● Try it: Once the line containing "Put a marker on every instance of the bear's claw, body" is found in the entries below, reproduce it and every line after it, stopping at and including the line containing "front paw, body"; reproduce nothing else, and keep each line exact.
BEGIN Records for the task
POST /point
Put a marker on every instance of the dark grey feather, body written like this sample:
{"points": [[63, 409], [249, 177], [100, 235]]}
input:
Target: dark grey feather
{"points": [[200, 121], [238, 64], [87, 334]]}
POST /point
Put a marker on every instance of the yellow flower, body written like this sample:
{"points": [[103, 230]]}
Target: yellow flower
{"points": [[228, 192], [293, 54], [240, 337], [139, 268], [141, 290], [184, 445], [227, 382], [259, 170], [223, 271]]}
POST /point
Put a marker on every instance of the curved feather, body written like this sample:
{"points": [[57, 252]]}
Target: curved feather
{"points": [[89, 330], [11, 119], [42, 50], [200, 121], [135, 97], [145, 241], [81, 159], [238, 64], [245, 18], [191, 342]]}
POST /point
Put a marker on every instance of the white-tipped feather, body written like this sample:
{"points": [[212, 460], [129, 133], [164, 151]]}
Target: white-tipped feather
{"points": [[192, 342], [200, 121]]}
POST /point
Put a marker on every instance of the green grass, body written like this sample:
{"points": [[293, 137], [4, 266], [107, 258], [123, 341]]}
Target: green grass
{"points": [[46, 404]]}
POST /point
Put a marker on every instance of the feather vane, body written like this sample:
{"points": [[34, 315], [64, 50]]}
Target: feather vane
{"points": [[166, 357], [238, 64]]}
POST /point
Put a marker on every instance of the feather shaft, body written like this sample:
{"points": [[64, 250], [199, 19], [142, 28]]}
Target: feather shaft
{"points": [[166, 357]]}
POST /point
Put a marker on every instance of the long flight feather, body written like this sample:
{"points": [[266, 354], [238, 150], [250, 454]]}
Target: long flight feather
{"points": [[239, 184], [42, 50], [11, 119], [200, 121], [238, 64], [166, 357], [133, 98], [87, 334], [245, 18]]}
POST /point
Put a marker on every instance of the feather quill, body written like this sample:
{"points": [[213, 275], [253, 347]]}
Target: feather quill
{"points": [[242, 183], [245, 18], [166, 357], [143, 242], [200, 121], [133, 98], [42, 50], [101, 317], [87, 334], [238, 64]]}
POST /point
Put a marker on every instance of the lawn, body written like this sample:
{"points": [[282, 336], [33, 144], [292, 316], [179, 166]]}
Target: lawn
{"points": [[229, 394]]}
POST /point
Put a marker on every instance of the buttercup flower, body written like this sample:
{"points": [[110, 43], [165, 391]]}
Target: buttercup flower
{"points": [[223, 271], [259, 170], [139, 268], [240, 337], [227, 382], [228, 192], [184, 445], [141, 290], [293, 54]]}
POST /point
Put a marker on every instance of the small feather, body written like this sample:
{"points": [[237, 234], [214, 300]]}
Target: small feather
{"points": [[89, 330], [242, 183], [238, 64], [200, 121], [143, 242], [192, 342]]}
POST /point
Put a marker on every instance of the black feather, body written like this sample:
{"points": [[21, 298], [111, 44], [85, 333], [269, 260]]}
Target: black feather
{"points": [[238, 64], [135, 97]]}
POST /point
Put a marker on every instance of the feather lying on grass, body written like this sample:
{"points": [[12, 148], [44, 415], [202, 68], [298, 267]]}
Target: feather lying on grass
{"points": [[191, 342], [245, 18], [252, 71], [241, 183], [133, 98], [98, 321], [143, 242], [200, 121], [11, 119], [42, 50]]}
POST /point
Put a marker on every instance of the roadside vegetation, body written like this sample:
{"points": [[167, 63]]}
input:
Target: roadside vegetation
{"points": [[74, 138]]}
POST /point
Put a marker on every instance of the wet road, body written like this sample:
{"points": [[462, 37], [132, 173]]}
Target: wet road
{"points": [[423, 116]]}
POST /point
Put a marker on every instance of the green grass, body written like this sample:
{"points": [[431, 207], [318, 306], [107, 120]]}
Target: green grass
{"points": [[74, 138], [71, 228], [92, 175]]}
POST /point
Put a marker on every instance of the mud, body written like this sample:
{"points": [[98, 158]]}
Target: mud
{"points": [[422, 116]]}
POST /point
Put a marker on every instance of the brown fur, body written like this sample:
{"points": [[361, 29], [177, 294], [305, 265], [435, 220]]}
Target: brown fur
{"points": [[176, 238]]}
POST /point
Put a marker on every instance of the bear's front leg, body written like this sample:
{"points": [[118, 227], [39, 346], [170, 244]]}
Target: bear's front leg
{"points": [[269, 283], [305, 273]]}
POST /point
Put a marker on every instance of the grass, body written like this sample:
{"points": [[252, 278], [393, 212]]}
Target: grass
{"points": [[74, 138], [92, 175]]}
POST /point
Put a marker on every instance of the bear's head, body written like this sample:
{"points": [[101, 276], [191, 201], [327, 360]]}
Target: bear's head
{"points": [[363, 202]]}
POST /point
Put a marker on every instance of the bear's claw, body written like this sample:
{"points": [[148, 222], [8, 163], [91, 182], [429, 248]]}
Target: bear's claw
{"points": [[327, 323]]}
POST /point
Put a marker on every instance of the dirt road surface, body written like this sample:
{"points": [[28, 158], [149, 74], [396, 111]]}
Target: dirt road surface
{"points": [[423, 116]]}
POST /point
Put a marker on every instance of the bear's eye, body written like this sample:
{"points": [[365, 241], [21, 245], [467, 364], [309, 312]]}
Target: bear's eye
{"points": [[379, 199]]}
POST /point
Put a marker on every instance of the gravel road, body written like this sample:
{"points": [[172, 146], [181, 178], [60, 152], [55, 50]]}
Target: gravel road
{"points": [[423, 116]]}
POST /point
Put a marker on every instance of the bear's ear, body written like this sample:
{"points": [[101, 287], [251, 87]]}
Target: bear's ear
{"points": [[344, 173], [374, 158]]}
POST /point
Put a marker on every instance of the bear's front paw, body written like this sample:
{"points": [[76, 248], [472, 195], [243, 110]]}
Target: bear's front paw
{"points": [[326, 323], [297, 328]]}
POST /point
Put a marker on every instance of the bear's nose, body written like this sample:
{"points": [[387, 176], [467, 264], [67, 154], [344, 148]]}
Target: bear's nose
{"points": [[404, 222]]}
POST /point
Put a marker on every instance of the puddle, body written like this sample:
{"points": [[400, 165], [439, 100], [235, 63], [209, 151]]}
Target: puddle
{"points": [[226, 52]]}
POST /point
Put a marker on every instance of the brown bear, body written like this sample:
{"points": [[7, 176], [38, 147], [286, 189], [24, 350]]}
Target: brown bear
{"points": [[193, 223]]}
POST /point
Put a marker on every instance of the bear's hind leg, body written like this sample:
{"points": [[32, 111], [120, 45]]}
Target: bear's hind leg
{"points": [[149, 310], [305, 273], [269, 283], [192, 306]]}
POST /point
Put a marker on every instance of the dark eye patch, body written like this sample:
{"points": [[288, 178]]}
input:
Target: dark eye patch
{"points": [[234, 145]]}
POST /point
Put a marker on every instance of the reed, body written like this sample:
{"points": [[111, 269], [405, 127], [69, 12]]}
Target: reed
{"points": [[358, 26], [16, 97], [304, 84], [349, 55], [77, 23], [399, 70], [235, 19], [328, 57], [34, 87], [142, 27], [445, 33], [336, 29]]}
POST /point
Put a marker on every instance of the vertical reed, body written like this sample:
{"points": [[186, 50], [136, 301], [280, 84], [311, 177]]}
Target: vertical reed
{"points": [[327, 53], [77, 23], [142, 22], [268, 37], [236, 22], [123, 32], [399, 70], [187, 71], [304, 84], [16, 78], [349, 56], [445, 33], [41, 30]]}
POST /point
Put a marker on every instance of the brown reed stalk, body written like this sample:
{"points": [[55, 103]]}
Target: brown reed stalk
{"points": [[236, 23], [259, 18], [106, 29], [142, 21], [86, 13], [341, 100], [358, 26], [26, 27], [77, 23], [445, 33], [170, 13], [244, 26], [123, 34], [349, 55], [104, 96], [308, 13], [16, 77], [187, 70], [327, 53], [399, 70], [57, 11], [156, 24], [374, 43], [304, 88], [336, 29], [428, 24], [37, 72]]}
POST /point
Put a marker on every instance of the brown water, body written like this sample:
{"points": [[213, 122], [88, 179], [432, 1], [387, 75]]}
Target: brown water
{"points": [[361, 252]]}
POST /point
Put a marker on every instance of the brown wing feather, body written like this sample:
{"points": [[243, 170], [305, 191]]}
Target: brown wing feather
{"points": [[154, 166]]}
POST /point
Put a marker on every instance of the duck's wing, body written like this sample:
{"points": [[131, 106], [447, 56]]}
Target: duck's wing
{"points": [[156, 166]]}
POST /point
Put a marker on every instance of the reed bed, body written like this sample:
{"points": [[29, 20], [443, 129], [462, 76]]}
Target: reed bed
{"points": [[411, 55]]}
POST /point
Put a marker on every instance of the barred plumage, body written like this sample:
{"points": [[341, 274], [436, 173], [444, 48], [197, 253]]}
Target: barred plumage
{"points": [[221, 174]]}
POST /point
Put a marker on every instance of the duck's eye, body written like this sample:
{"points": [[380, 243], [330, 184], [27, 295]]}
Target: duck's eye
END Records for the task
● Expected output:
Put a marker on every instance of the bear's claw, body written like this sample:
{"points": [[148, 222], [8, 163], [91, 182], [429, 248]]}
Target: bear's claw
{"points": [[327, 323]]}
POST /point
Put a marker on every instance of the dirt road surface, body written like this sample:
{"points": [[28, 158], [149, 74], [396, 111]]}
Target: dirt road surface
{"points": [[423, 116]]}
POST /point
Put a marker on every instance of the bear's eye, body written like this sample:
{"points": [[365, 241], [21, 245], [467, 364], [309, 312]]}
Target: bear's eye
{"points": [[379, 199]]}
POST /point
Put a marker on every instance of the gravel road, body written like this sample:
{"points": [[172, 146], [181, 178], [60, 152], [55, 50]]}
Target: gravel road
{"points": [[423, 116]]}
POST /point
Put a marker on every instance of the bear's ear, body written like this sample:
{"points": [[101, 287], [251, 87]]}
Target: bear's ear
{"points": [[344, 173], [374, 158]]}
POST /point
Put a marker on every instance of the bear's front paw, body written like this sample:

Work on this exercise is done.